* INPUT DATA *

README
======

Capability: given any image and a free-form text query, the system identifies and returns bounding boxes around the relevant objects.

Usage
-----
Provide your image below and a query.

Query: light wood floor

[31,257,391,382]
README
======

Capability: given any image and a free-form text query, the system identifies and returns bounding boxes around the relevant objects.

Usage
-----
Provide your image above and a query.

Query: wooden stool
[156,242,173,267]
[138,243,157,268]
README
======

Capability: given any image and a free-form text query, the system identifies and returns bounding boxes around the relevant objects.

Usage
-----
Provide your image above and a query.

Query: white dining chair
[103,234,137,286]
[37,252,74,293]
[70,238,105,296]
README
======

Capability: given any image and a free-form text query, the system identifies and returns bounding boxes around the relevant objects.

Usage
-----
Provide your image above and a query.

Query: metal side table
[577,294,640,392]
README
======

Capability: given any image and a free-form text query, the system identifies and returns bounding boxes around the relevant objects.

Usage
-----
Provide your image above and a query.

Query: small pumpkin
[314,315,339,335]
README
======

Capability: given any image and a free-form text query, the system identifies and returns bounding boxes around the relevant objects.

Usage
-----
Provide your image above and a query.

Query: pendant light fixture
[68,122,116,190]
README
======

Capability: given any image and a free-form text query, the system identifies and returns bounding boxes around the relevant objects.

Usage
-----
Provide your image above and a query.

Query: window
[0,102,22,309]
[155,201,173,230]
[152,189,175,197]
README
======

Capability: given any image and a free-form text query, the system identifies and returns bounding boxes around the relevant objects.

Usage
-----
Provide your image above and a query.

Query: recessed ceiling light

* TASK TO COMPLETE *
Your reply must reproduce all records above exactly.

* EXERCISE SOLUTION *
README
======

Capability: given any image and a free-form text query, the system identifies and returns bounding boxes around the relevant objects.

Usage
-----
Provide your image below and a query.

Query: light wood floor

[31,257,391,382]
README
======

Capability: given any image and a free-form text query, the system identifies and returns bounding boxes around the relevant objects.

Usage
-----
Provide your image above and a query.

Query: wooden stool
[156,242,173,267]
[138,243,157,268]
README
======

Capability: given any image and a free-form text query, the system identifies and returns bounding boxes around the relevant objects.

Usage
-----
Provide your image above and a query.

Query: white dining chair
[103,234,137,286]
[37,252,74,293]
[70,238,105,296]
README
======

Capability: given any image and a free-form text query, the system identifies and returns bounding boxes around the relevant objects.

Usage
-----
Provide your image above and a query.

Query: metal side table
[577,294,640,392]
README
======

Capability: given any image and a free-form text query, the system identifies and returns bounding boxes around the relevant objects.

Usage
-----
Provide your image above and a query.

Query: small pumpkin
[314,315,339,335]
README
======

Capability: given any image and a free-form text query, the system identifies and returns bounding boxes around the relevant objects.

Usage
-----
Provide your image above and a query.

Query: pendant light fixture
[68,122,116,190]
README
======

Capability: given any image and a free-form text query, the system identifies and returns bounding boxes around the relevant objects.

Usage
-----
Provide your image above and a query.

Query: window
[0,102,22,309]
[155,201,173,230]
[152,189,175,197]
README
======

Capability: given any image and a free-form text query, the system identifies and returns bounding boxes around the relevant objects.

Usage
-----
Provide your image above and a query.

Query: recessed ceiling light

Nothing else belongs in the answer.